┌──
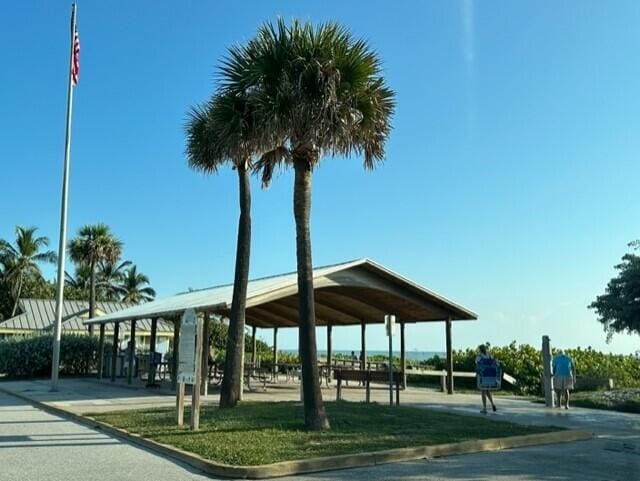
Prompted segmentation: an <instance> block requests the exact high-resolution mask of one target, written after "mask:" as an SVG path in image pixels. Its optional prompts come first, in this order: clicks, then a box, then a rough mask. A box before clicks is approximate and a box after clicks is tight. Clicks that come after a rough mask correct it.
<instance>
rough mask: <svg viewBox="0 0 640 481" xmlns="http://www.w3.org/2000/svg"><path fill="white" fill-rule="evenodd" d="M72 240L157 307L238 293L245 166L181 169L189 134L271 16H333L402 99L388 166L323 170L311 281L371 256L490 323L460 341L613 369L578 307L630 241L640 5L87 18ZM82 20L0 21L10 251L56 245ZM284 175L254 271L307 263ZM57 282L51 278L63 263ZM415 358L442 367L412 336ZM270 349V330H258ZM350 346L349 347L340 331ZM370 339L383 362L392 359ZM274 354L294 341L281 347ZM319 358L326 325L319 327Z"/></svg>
mask: <svg viewBox="0 0 640 481" xmlns="http://www.w3.org/2000/svg"><path fill="white" fill-rule="evenodd" d="M78 8H79V12H78V28H79V32H80V39H81V46H82V51H81V72H80V83H79V85H78V87H77V89H76V91H75V110H74V119H73V122H74V126H73V141H72V142H73V143H72V159H71V186H70V209H69V231H70V233H73V232H75V231H76V230H77V228H78V227H79V226H80V225H82V224H85V223H92V222H97V221H102V222H106V223H107V224H109V225H110V226H111V227H112V229H113V230H114V231H115V233H116V234H117V235H118V236H119V237H120V238H121V239H122V240H123V241H124V243H125V257H126V258H127V259H131V260H133V261H134V262H135V263H136V264H138V266H139V268H140V269H141V270H142V271H144V272H146V273H147V274H148V275H149V276H150V278H151V280H152V283H153V285H154V287H155V288H156V289H157V291H158V294H159V295H160V296H164V295H169V294H172V293H175V292H177V291H181V290H185V289H186V288H188V287H204V286H209V285H215V284H220V283H227V282H230V281H231V280H232V276H233V264H234V255H235V252H234V250H235V235H236V227H237V215H238V211H237V185H236V184H237V183H236V177H235V174H234V173H233V172H230V171H223V172H221V173H220V174H219V175H217V176H214V177H205V176H203V175H200V174H197V173H194V172H192V171H190V170H189V169H188V168H187V166H186V162H185V156H184V132H183V125H184V121H185V117H186V112H187V111H188V109H189V107H190V106H191V105H193V104H196V103H198V102H201V101H204V100H206V99H207V98H208V96H209V95H210V94H211V92H212V91H213V89H214V88H215V82H214V74H215V69H216V65H218V62H219V60H220V58H221V57H222V56H223V55H224V54H225V49H226V48H227V47H228V46H230V45H232V44H234V43H238V42H243V41H245V40H246V39H248V38H249V37H251V35H252V34H253V33H254V31H255V29H256V27H257V26H258V25H259V24H260V23H261V22H263V21H266V20H274V19H275V18H276V16H277V15H280V16H282V17H284V18H291V17H298V18H302V19H311V20H313V21H314V22H320V21H325V20H337V21H340V22H342V23H344V24H345V25H346V26H348V27H349V28H350V29H351V30H352V31H353V33H354V34H356V35H357V36H361V37H364V38H366V39H368V40H369V41H370V43H371V44H372V45H373V47H374V48H375V49H376V50H377V51H378V52H379V54H380V56H381V58H382V59H383V62H384V68H385V76H386V78H387V80H388V83H389V84H390V85H391V86H392V88H393V89H394V90H395V91H396V92H397V102H398V107H397V112H396V115H395V117H394V121H393V125H394V131H393V133H392V136H391V138H390V140H389V143H388V155H387V161H386V163H385V164H384V165H383V166H381V167H380V168H379V169H377V170H376V171H374V172H365V171H363V169H362V167H361V163H360V161H359V160H358V159H356V158H352V159H341V158H337V159H326V160H325V161H324V162H323V163H322V164H321V166H320V168H319V169H318V170H317V171H316V173H315V174H314V180H313V183H314V185H313V211H312V235H313V257H314V263H315V264H316V265H322V264H329V263H334V262H340V261H343V260H347V259H352V258H357V257H370V258H372V259H374V260H376V261H378V262H380V263H382V264H384V265H387V266H389V267H390V268H392V269H394V270H396V271H397V272H400V273H402V274H404V275H406V276H407V277H410V278H412V279H414V280H416V281H418V282H420V283H422V284H424V285H426V286H428V287H430V288H432V289H434V290H436V291H438V292H441V293H443V294H445V295H446V296H448V297H450V298H452V299H455V300H456V301H458V302H460V303H462V304H464V305H465V306H468V307H469V308H471V309H473V310H475V311H476V312H478V313H479V315H480V319H479V321H478V322H475V323H458V324H456V325H455V327H454V345H455V346H456V347H466V346H472V345H476V344H478V343H479V342H481V341H486V340H488V341H490V342H492V343H494V344H502V343H507V342H510V341H511V340H514V339H515V340H516V341H518V342H528V343H533V344H536V345H538V344H539V343H540V338H541V336H542V335H543V334H548V335H550V336H551V338H552V341H553V342H554V344H556V345H560V346H576V345H581V346H587V345H591V346H594V347H596V348H599V349H605V350H612V351H616V352H632V351H635V350H637V349H638V348H639V347H640V342H639V339H638V338H634V337H630V336H625V335H620V336H617V337H615V338H614V340H613V341H612V343H611V344H608V345H607V344H605V335H604V333H603V331H602V329H601V327H600V325H599V324H598V323H597V322H596V319H595V315H594V314H593V312H591V311H589V310H587V308H586V306H587V305H588V304H589V303H590V302H591V301H592V300H593V299H594V298H595V296H596V295H598V294H600V293H601V292H602V291H603V290H604V287H605V285H606V283H607V281H608V279H609V278H610V277H611V276H612V275H613V274H614V269H613V266H614V265H615V264H616V263H617V262H618V261H619V258H620V257H621V256H622V254H624V253H625V251H626V250H627V248H626V243H627V242H629V241H631V240H633V239H636V238H639V237H640V229H639V226H640V203H639V202H638V200H637V192H638V179H640V163H639V162H638V152H640V135H639V133H640V83H638V78H639V77H640V56H638V55H637V46H638V45H640V29H638V28H637V26H638V25H639V24H640V4H639V3H638V2H637V1H619V2H616V3H615V6H614V5H612V4H609V3H605V2H600V1H573V2H560V3H558V2H551V1H535V2H533V1H532V2H507V3H501V4H500V5H499V6H498V5H495V4H489V3H486V2H484V3H481V2H477V1H471V0H470V1H458V2H456V1H437V2H436V1H434V2H418V1H415V2H396V3H394V4H392V3H390V2H386V1H371V0H369V1H366V2H365V1H353V2H339V1H323V2H311V1H304V2H303V1H298V2H293V1H287V2H258V1H256V2H205V1H199V2H195V1H188V2H180V3H176V2H168V1H166V2H165V1H136V2H115V1H112V2H88V1H80V5H79V7H78ZM68 16H69V3H68V2H66V1H58V0H56V1H50V2H36V1H23V2H11V3H8V4H6V5H4V6H3V15H2V16H1V17H0V45H2V47H0V49H1V51H2V58H3V65H4V67H3V68H2V69H0V106H1V110H0V132H2V135H0V157H1V158H2V180H1V182H0V237H3V238H11V237H12V235H13V226H14V225H15V224H23V225H37V226H39V227H40V229H41V232H42V234H44V235H48V236H49V237H50V238H51V240H52V245H54V246H55V245H57V232H58V225H57V223H58V219H59V202H60V178H61V164H62V154H63V140H64V115H65V95H66V72H67V65H68V60H67V58H68V57H67V55H68V48H69V47H68V38H67V32H68ZM291 195H292V179H291V176H290V175H289V174H286V173H285V174H282V175H280V176H279V177H278V178H277V179H276V181H275V182H274V184H273V186H272V187H271V188H269V189H268V190H262V189H260V186H259V183H258V182H257V181H254V183H253V196H254V202H253V245H252V259H251V263H252V264H251V274H252V276H253V277H257V276H262V275H270V274H273V273H278V272H285V271H291V270H293V269H294V267H295V250H294V247H295V246H294V228H293V215H292V205H291V204H292V200H291ZM46 273H47V274H48V275H53V269H50V268H47V269H46ZM408 332H409V338H408V348H409V349H418V350H442V349H443V348H444V328H443V326H442V325H435V326H420V327H415V326H411V327H410V329H409V331H408ZM264 336H265V338H266V339H270V333H266V332H265V333H264ZM335 336H336V339H335V340H334V345H335V348H337V349H352V348H356V347H357V345H358V342H359V341H358V331H357V330H353V329H342V330H339V331H338V332H336V334H335ZM385 343H386V339H385V337H384V335H383V331H382V328H371V329H370V331H369V334H368V344H369V347H370V348H371V349H384V348H385V346H386V344H385ZM280 344H281V346H282V347H283V348H294V347H295V346H296V334H295V333H294V332H288V333H285V334H283V335H282V338H281V341H280ZM319 344H320V346H323V345H324V330H321V332H320V333H319Z"/></svg>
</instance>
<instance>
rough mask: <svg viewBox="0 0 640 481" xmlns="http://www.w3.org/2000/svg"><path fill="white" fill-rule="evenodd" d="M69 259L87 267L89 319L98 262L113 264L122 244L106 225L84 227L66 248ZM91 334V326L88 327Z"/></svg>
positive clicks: (89, 318)
mask: <svg viewBox="0 0 640 481" xmlns="http://www.w3.org/2000/svg"><path fill="white" fill-rule="evenodd" d="M68 250H69V257H70V258H71V260H72V261H73V262H74V263H75V264H76V265H82V264H85V265H87V266H89V272H90V277H89V319H91V318H93V317H95V312H96V270H97V266H98V264H99V263H100V262H115V261H116V260H117V259H118V258H120V253H121V251H122V242H120V240H118V239H117V238H116V237H115V236H114V235H113V234H112V233H111V230H110V229H109V227H108V226H107V225H106V224H102V223H98V224H94V225H84V226H82V227H80V230H78V234H77V235H76V237H74V238H73V239H71V241H70V242H69V246H68ZM89 333H93V326H89Z"/></svg>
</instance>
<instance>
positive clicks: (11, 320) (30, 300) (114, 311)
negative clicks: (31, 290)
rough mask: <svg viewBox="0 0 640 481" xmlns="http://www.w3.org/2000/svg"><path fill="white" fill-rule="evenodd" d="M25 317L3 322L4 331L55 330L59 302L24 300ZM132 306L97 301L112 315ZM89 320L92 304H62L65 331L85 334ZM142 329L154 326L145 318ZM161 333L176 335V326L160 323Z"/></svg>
mask: <svg viewBox="0 0 640 481" xmlns="http://www.w3.org/2000/svg"><path fill="white" fill-rule="evenodd" d="M18 306H19V307H20V311H21V314H19V315H17V316H14V317H11V318H9V319H7V320H6V321H3V322H0V330H3V329H11V330H29V331H44V330H52V329H53V325H54V322H55V311H56V301H55V300H53V299H20V300H19V301H18ZM131 306H132V304H128V303H124V302H102V301H97V302H96V311H97V312H98V313H102V314H103V315H104V314H111V313H114V312H118V311H122V310H123V309H127V308H129V307H131ZM88 317H89V302H88V301H75V300H65V301H64V302H63V304H62V330H63V331H85V330H86V329H87V326H86V325H84V322H83V321H84V320H86V319H88ZM136 327H139V329H141V330H143V331H144V330H150V329H151V323H150V321H149V320H148V319H144V320H142V321H141V322H139V323H138V324H137V326H136ZM158 330H159V331H160V332H165V331H166V332H173V326H172V325H171V324H170V323H167V322H159V323H158Z"/></svg>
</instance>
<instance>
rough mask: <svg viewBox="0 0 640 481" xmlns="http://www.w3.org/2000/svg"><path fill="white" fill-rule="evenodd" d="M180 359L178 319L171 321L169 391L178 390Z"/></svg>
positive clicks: (178, 326)
mask: <svg viewBox="0 0 640 481" xmlns="http://www.w3.org/2000/svg"><path fill="white" fill-rule="evenodd" d="M179 358H180V318H179V317H176V318H175V319H174V320H173V353H172V356H171V389H172V390H173V391H176V390H177V389H178V362H179Z"/></svg>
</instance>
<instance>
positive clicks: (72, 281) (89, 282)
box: [64, 264, 91, 301]
mask: <svg viewBox="0 0 640 481" xmlns="http://www.w3.org/2000/svg"><path fill="white" fill-rule="evenodd" d="M90 283H91V268H90V267H89V266H88V265H87V264H78V265H77V266H76V268H75V271H74V274H73V275H71V274H69V273H68V272H66V271H65V273H64V284H65V287H67V286H69V287H72V288H74V289H77V290H78V291H79V292H84V293H85V295H84V300H85V301H88V300H89V284H90ZM65 297H66V296H65Z"/></svg>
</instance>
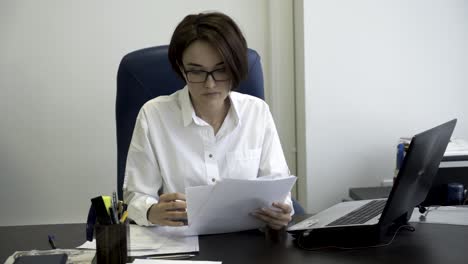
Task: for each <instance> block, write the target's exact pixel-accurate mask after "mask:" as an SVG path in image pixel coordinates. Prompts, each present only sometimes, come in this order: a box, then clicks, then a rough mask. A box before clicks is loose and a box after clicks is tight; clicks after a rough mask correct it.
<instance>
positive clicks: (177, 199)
mask: <svg viewBox="0 0 468 264" xmlns="http://www.w3.org/2000/svg"><path fill="white" fill-rule="evenodd" d="M175 200H180V201H185V194H183V193H165V194H162V195H161V196H159V201H164V202H169V201H175Z"/></svg>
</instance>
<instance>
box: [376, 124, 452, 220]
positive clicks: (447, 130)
mask: <svg viewBox="0 0 468 264" xmlns="http://www.w3.org/2000/svg"><path fill="white" fill-rule="evenodd" d="M456 123H457V120H456V119H454V120H451V121H449V122H447V123H444V124H442V125H440V126H437V127H434V128H432V129H429V130H427V131H425V132H422V133H420V134H417V135H415V136H414V137H413V139H412V140H411V143H410V146H409V148H408V151H407V153H406V156H405V158H404V160H403V164H402V167H401V168H400V170H399V172H398V175H397V177H396V179H395V182H394V185H393V188H392V191H391V192H390V196H389V198H388V200H387V204H386V206H385V208H384V211H383V213H382V216H381V217H380V220H379V224H380V225H381V226H382V227H388V226H390V225H392V224H394V223H396V224H397V225H398V224H406V223H407V221H408V220H409V218H410V217H411V214H412V212H413V209H414V207H416V206H418V205H420V204H421V203H422V202H423V201H424V199H425V198H426V196H427V193H428V192H429V189H430V188H431V186H432V183H433V181H434V179H435V176H436V174H437V170H438V168H439V164H440V161H441V160H442V158H443V156H444V153H445V149H446V148H447V145H448V143H449V141H450V137H451V135H452V132H453V130H454V128H455V124H456Z"/></svg>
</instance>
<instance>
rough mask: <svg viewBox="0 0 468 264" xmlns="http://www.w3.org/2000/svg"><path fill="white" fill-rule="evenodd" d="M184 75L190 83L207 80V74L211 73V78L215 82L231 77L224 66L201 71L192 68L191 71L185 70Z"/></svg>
mask: <svg viewBox="0 0 468 264" xmlns="http://www.w3.org/2000/svg"><path fill="white" fill-rule="evenodd" d="M184 72H185V75H187V80H188V81H189V82H191V83H204V82H206V80H208V75H211V78H213V80H215V81H217V82H224V81H228V80H229V79H231V76H230V75H229V73H228V72H227V70H226V68H222V69H216V70H213V71H210V72H208V71H202V70H193V71H185V70H184Z"/></svg>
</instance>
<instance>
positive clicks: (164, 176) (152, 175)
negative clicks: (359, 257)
└──
Task directions –
Take every line from the data that contains the word "come".

Reply to the task –
Prompted segmentation: an <instance> block requests the exact high-resolution mask of one target, written after "mask:" as an SVG path in image pixels. Its optional prompts come first, in this order: clicks, then a box, then a rough mask. A box before clicks is approximate and a box after clicks is tight. Clicks that come after a rough mask correct it.
Task: for each <instance> block, write the target's exact pixel-accurate mask after "mask:" as an SVG path in image pixel coordinates. Prompts, each present only sometimes, come in this order: a box, then clicks, then a rough mask. A box before clicks is loose and a box after clicks is tight; clicks after a rough mask correct it.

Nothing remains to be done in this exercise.